- _DATASET RECORDS_
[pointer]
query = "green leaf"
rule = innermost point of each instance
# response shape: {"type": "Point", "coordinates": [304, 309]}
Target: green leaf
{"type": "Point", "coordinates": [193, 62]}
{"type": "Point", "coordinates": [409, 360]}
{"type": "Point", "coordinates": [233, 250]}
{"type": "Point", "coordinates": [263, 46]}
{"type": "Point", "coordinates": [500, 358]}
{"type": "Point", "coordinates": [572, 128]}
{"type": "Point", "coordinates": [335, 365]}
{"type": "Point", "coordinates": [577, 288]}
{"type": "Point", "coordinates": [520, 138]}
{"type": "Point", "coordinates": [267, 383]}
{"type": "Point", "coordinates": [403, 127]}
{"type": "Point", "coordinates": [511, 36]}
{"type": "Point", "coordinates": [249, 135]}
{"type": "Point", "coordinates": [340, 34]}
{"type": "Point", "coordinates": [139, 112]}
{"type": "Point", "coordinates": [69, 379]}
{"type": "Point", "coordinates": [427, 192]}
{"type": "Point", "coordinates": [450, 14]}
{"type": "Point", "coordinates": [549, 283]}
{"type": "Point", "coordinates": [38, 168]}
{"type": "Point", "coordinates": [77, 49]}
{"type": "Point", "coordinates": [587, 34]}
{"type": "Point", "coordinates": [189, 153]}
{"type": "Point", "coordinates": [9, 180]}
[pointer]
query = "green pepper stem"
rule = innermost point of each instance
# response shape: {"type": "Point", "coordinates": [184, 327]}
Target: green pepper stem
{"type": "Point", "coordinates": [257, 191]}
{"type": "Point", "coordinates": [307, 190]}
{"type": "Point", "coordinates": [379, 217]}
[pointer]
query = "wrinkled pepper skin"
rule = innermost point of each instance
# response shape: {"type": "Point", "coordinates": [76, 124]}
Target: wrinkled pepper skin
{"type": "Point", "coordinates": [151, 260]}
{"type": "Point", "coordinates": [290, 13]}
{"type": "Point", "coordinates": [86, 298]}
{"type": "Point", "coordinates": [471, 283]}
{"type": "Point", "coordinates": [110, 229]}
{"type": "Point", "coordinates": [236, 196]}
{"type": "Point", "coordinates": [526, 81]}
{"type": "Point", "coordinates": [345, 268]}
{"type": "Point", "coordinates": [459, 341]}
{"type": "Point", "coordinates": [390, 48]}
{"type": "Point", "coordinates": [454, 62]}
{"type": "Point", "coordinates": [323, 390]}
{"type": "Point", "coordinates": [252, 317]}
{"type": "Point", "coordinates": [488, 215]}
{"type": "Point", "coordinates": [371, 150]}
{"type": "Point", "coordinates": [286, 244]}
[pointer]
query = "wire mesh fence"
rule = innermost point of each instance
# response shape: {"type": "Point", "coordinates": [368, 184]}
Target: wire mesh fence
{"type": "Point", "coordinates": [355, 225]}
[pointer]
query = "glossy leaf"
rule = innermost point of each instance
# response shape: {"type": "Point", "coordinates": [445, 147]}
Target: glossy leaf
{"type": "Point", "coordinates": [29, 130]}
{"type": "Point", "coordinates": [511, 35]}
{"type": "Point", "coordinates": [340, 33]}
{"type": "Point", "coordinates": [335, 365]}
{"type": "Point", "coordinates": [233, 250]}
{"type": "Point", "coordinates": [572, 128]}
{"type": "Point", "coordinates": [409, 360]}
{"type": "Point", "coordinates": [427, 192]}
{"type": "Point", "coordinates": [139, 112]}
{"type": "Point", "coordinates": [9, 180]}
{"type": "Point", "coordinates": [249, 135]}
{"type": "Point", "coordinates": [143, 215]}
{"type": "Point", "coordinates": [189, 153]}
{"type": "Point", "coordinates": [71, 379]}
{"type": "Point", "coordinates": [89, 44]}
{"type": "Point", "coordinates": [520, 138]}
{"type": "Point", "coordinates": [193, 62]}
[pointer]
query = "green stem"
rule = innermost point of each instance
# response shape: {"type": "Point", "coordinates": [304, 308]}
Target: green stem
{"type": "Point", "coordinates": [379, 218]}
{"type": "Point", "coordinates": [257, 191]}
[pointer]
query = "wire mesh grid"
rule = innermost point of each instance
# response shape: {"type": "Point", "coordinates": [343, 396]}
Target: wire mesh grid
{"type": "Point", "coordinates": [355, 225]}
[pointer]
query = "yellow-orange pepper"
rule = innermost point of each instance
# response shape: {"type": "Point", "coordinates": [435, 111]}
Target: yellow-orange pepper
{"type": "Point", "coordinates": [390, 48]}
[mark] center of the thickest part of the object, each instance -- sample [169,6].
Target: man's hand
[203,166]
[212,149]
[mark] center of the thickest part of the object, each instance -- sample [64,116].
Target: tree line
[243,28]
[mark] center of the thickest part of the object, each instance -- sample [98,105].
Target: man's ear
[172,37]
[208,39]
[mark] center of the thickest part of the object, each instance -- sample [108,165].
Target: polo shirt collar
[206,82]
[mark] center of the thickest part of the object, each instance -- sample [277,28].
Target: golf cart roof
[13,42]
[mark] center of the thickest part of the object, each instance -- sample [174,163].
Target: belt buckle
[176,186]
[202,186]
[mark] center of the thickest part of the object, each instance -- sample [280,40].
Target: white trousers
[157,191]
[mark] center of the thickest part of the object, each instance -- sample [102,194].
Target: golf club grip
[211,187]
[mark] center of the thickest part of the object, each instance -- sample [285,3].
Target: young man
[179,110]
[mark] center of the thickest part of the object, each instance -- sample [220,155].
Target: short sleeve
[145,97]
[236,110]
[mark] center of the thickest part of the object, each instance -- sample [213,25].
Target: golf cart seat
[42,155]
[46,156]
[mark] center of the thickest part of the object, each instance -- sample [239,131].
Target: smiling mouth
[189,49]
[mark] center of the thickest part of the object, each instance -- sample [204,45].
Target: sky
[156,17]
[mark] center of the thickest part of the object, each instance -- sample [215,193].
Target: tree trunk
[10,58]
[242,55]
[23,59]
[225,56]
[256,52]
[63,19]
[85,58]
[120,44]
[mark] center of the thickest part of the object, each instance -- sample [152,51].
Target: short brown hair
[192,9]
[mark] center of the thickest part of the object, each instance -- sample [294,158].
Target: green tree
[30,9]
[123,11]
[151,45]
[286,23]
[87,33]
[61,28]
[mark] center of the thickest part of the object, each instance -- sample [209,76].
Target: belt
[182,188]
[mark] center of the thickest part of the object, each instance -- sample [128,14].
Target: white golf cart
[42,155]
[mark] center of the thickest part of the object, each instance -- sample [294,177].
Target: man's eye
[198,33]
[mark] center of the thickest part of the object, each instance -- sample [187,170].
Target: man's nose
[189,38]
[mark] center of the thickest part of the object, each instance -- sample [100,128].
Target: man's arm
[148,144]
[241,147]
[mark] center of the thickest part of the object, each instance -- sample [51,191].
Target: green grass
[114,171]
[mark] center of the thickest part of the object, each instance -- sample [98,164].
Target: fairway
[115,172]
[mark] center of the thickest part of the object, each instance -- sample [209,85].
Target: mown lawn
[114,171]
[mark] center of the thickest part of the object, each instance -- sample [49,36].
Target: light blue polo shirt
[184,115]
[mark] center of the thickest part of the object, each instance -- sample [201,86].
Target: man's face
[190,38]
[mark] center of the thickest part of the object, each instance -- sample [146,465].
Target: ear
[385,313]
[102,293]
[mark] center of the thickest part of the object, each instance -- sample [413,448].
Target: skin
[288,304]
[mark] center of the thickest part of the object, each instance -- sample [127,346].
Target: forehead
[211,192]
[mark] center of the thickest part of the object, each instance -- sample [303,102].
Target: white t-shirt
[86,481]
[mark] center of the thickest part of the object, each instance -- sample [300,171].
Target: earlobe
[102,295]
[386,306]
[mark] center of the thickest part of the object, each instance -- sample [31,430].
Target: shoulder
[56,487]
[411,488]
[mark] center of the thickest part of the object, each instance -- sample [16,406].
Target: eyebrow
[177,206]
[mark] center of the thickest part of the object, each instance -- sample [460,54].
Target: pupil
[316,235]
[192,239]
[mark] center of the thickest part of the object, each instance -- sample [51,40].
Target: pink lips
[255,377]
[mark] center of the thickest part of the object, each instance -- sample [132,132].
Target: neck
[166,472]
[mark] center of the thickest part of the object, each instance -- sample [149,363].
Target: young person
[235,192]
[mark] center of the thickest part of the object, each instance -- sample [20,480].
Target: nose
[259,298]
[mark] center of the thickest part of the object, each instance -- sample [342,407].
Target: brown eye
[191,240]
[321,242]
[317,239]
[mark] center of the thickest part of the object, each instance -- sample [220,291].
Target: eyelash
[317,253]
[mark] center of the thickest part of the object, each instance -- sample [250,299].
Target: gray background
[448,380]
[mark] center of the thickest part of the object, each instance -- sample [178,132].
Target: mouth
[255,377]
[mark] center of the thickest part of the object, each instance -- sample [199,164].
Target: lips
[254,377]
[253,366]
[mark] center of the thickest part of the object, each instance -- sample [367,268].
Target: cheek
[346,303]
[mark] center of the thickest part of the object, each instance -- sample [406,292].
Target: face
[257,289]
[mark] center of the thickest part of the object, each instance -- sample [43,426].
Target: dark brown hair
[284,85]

- _INSTRUCTIONS FOR THE TASK_
Scan the material above for the string "query". Copy each line that holds it.

- _EXPECTED OUTPUT_
query = "green leaf"
query = "green pepper stem"
query = "wrinkled pepper skin"
query = "wire mesh fence"
query = "glossy leaf"
query = "green stem"
query = "wire mesh grid"
query = "yellow-orange pepper"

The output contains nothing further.